Exercise task: Reproduce each of the lines below verbatim, with no changes.

Stored dataset entries
★ ★ ★ ★ ★ ★ ★
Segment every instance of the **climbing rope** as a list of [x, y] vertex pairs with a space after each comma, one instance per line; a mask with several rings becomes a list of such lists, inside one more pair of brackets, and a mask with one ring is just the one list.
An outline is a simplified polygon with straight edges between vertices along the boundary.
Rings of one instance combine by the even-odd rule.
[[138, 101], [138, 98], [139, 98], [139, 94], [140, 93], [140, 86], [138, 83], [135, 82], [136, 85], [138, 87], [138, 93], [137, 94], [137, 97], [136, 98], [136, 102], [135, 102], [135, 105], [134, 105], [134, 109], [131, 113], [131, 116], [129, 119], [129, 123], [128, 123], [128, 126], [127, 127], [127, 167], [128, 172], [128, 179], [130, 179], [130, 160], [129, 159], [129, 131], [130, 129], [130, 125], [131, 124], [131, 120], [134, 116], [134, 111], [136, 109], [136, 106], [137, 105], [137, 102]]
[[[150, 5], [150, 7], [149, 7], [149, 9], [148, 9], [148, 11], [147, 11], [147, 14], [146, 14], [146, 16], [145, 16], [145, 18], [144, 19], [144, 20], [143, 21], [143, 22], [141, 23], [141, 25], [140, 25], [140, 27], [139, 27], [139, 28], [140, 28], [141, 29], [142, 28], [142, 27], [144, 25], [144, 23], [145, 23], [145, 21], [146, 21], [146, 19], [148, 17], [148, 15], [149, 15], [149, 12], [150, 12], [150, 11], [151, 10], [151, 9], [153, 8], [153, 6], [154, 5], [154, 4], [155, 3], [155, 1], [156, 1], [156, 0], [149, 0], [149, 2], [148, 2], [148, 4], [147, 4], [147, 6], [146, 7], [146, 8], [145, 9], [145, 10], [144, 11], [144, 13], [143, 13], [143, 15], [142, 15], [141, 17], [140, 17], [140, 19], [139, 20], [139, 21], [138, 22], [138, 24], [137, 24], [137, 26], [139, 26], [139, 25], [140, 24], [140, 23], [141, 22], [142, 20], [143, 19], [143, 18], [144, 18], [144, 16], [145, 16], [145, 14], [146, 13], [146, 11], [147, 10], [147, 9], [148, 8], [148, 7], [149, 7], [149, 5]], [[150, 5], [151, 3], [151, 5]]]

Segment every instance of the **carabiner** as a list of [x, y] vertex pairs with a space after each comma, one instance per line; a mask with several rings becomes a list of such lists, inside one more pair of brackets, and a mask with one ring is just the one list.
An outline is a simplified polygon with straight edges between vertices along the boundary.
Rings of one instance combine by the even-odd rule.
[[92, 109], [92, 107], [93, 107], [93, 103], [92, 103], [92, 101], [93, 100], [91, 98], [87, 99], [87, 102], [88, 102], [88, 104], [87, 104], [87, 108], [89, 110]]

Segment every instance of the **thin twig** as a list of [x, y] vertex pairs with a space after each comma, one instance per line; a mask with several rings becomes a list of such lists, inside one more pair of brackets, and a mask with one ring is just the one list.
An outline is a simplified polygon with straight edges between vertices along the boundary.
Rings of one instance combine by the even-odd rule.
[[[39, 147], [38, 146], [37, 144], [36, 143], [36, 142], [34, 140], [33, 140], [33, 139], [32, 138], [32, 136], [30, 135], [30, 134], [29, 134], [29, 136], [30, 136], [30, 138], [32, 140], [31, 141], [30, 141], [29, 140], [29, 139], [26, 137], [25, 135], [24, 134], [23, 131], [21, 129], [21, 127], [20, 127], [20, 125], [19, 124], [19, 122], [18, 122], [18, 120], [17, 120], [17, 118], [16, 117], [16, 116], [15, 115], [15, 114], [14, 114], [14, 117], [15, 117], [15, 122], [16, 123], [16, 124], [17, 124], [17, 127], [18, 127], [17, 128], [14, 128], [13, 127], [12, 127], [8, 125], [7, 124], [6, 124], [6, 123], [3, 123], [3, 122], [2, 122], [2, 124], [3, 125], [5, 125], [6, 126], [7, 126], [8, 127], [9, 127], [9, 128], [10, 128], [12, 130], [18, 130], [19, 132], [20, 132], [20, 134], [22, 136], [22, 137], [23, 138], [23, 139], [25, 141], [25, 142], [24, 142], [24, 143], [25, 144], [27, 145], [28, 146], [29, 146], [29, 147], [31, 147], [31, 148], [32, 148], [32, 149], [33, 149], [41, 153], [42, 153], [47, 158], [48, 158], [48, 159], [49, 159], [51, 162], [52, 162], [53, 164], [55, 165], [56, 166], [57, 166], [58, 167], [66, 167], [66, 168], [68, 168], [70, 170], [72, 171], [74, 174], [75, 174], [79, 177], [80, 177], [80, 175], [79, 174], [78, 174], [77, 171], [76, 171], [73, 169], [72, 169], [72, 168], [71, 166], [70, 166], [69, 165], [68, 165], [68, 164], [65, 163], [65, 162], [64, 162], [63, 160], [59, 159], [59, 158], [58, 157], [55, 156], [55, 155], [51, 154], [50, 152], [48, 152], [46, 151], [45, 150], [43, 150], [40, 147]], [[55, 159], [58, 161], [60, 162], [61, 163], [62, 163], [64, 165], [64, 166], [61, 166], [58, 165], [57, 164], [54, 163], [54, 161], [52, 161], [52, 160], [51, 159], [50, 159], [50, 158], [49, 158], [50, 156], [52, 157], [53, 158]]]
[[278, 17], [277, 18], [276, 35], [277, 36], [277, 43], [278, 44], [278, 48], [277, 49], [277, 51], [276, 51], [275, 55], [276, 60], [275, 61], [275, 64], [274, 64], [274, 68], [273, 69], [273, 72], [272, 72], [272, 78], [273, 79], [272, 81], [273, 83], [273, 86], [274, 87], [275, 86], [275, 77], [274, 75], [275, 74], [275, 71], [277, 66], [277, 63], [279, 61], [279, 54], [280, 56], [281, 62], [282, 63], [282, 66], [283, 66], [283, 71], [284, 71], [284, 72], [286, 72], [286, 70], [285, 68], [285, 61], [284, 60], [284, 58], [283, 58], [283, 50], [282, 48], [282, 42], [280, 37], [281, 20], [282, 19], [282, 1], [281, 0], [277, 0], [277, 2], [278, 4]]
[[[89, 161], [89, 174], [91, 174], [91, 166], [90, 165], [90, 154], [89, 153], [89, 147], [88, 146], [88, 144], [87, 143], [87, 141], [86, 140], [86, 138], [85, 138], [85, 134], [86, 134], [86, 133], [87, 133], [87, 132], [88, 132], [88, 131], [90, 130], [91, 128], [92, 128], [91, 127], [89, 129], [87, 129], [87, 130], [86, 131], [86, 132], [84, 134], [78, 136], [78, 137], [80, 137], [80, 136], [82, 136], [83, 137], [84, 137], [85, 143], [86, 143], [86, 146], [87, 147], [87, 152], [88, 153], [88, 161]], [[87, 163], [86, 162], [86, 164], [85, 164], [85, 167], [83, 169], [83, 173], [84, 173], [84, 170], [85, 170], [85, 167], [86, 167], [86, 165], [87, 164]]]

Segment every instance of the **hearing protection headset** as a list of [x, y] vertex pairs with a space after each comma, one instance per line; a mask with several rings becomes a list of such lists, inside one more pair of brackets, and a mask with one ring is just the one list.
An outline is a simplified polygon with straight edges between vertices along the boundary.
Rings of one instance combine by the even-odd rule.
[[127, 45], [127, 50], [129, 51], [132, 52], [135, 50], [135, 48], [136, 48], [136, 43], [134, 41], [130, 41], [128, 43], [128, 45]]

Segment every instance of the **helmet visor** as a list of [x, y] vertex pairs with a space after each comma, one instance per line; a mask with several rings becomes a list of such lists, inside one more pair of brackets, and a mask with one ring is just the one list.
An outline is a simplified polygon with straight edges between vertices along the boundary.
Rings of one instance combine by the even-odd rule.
★ ★ ★ ★ ★ ★ ★
The response:
Segment every instance of the **climbing rope** as a list of [x, y] vertex pairs with a space after each comma, one instance per line; a mask with several rings becomes a list of such lists, inside one more pair of brackets, and a mask with one ring is just the one list.
An outline is a simplified polygon with straight edges between vertices along the boundary.
Rings of one instance combine by the even-odd rule.
[[138, 101], [138, 98], [139, 98], [139, 94], [140, 93], [140, 86], [138, 83], [135, 82], [136, 85], [138, 87], [138, 93], [137, 94], [137, 97], [136, 98], [136, 102], [135, 102], [135, 105], [134, 105], [134, 109], [131, 113], [131, 116], [129, 119], [129, 123], [128, 123], [128, 126], [127, 127], [127, 167], [128, 172], [128, 179], [130, 179], [130, 160], [129, 159], [129, 131], [130, 129], [130, 125], [131, 124], [131, 120], [134, 116], [134, 111], [136, 109], [136, 106], [137, 105], [137, 102]]
[[[150, 5], [150, 7], [149, 7], [149, 9], [148, 9], [148, 11], [147, 11], [147, 14], [146, 14], [146, 16], [145, 16], [145, 18], [144, 19], [144, 20], [143, 21], [143, 22], [141, 23], [141, 25], [140, 25], [140, 27], [139, 27], [139, 28], [140, 28], [141, 29], [142, 28], [142, 27], [144, 25], [144, 23], [145, 23], [145, 21], [146, 21], [146, 19], [148, 17], [148, 15], [149, 15], [149, 12], [150, 12], [150, 11], [151, 10], [151, 9], [153, 8], [153, 6], [154, 5], [154, 4], [155, 3], [155, 1], [156, 1], [156, 0], [149, 0], [149, 2], [148, 2], [148, 4], [147, 4], [147, 6], [146, 7], [146, 8], [145, 9], [145, 10], [144, 11], [144, 13], [143, 13], [143, 15], [142, 15], [141, 17], [140, 17], [140, 19], [139, 20], [139, 21], [138, 22], [138, 24], [137, 24], [137, 26], [139, 26], [139, 25], [140, 24], [140, 23], [141, 22], [142, 20], [143, 19], [143, 18], [144, 18], [144, 16], [145, 16], [145, 14], [146, 13], [146, 11], [147, 10], [147, 9], [148, 8], [148, 7], [149, 7], [149, 5]], [[150, 5], [151, 3], [151, 5]]]

Segment every instance of the **carabiner** as a list of [x, y] vertex pairs with a space after each comma, one instance per line; a mask with several rings becomes a list of such lists, inside one more pair of brackets, and a mask with one ring is just the one list.
An outline is a simplified polygon with straight edges between vertices along the boundary.
Rings of one instance combine by the even-odd rule.
[[92, 109], [92, 107], [93, 107], [93, 103], [92, 103], [92, 101], [93, 100], [91, 98], [87, 99], [87, 102], [88, 102], [88, 104], [87, 104], [87, 108], [89, 110]]

Segment every instance of the **thin twig** as a list of [x, y] vertex pairs with a space after each comma, one instance per line; a mask with several rings becomes a list of such lists, inside one more pair of brackets, and a mask with one ring is just the one list.
An outline is a simplified polygon with straight edges between vertices along the boundary.
Rings of one instance combine by the even-odd rule.
[[[39, 147], [38, 146], [37, 144], [36, 143], [36, 142], [34, 140], [33, 140], [33, 139], [32, 138], [32, 136], [30, 135], [30, 134], [29, 134], [29, 136], [30, 136], [30, 138], [32, 140], [31, 141], [30, 141], [29, 140], [29, 139], [26, 137], [25, 135], [24, 134], [23, 131], [21, 129], [21, 127], [20, 127], [20, 125], [19, 124], [19, 122], [18, 122], [18, 120], [17, 120], [17, 118], [16, 117], [16, 116], [15, 115], [15, 114], [14, 114], [14, 117], [15, 117], [15, 122], [16, 123], [16, 124], [17, 124], [17, 127], [18, 127], [17, 128], [14, 128], [13, 127], [12, 127], [8, 125], [7, 124], [6, 124], [6, 123], [3, 123], [3, 122], [2, 122], [2, 124], [3, 125], [5, 125], [6, 126], [7, 126], [8, 127], [9, 127], [9, 128], [10, 128], [12, 130], [18, 130], [19, 132], [20, 132], [20, 134], [22, 136], [22, 137], [23, 138], [23, 139], [25, 141], [25, 142], [24, 142], [24, 143], [25, 144], [27, 145], [28, 146], [29, 146], [29, 147], [31, 147], [31, 148], [32, 148], [32, 149], [33, 149], [41, 153], [42, 153], [47, 158], [48, 158], [48, 159], [49, 159], [51, 162], [52, 162], [53, 164], [55, 165], [56, 166], [57, 166], [58, 167], [66, 167], [66, 168], [68, 168], [70, 170], [72, 171], [74, 174], [75, 174], [79, 177], [80, 177], [80, 175], [79, 174], [78, 174], [77, 171], [76, 171], [73, 169], [72, 169], [72, 168], [71, 166], [70, 166], [69, 165], [68, 165], [68, 164], [65, 163], [65, 162], [64, 162], [63, 160], [59, 159], [59, 158], [58, 157], [55, 156], [55, 155], [51, 154], [50, 152], [48, 152], [46, 151], [45, 150], [43, 150], [40, 147]], [[55, 159], [58, 161], [60, 162], [61, 163], [62, 163], [64, 165], [64, 166], [61, 166], [58, 165], [57, 164], [54, 163], [54, 161], [52, 161], [52, 160], [51, 159], [50, 159], [50, 158], [49, 158], [50, 156], [52, 157], [53, 158]]]
[[278, 17], [277, 18], [276, 35], [277, 36], [277, 43], [278, 44], [278, 48], [277, 49], [277, 51], [276, 51], [275, 55], [276, 60], [275, 61], [275, 64], [274, 64], [274, 68], [273, 69], [273, 72], [272, 72], [272, 78], [273, 79], [272, 81], [273, 83], [273, 86], [274, 87], [275, 86], [275, 77], [274, 75], [275, 74], [275, 71], [277, 66], [277, 63], [279, 61], [279, 54], [280, 56], [281, 62], [282, 63], [282, 66], [283, 66], [283, 71], [284, 71], [284, 72], [286, 72], [286, 70], [285, 68], [285, 61], [284, 60], [284, 58], [283, 58], [283, 50], [282, 48], [282, 42], [280, 37], [281, 20], [282, 19], [282, 1], [281, 0], [277, 0], [277, 2], [278, 4]]
[[[89, 161], [89, 174], [91, 174], [91, 166], [90, 165], [90, 154], [89, 153], [89, 147], [88, 146], [88, 144], [87, 143], [87, 141], [86, 140], [86, 138], [85, 138], [85, 134], [86, 134], [86, 133], [87, 133], [87, 132], [88, 132], [88, 131], [90, 130], [91, 128], [92, 128], [91, 127], [89, 129], [87, 129], [87, 130], [86, 131], [86, 132], [84, 134], [78, 136], [78, 137], [80, 137], [80, 136], [82, 136], [83, 137], [84, 137], [85, 143], [86, 143], [86, 146], [87, 147], [87, 152], [88, 153], [88, 161]], [[87, 163], [86, 162], [86, 164], [85, 164], [85, 167], [83, 169], [83, 173], [84, 173], [84, 170], [85, 170], [85, 167], [86, 167], [86, 165], [87, 164]]]

Segment every instance of the **hearing protection headset** as a list of [x, y] vertex pairs with a space after each comma, one instance per line; a mask with several rings becomes a list of such lists, inside one more pair of brackets, and a mask with one ring is just the one list.
An outline is a simplified polygon with straight edges between vertices along the boundary.
Rings of one instance combine by the even-odd rule.
[[127, 45], [127, 50], [129, 51], [132, 52], [135, 50], [135, 48], [136, 48], [136, 43], [134, 41], [130, 41], [128, 43], [128, 45]]

Segment every instance of the **helmet visor** as a list of [x, y] vertex pairs with a space after each comma, one instance per line; a mask with several rings becomes a list of such lists, inside one more pair of brackets, and a mask with one ring is just the one list.
An outline is a simplified polygon with straight edges between vertices along the boundary.
Rings of one instance combine by the even-odd rule.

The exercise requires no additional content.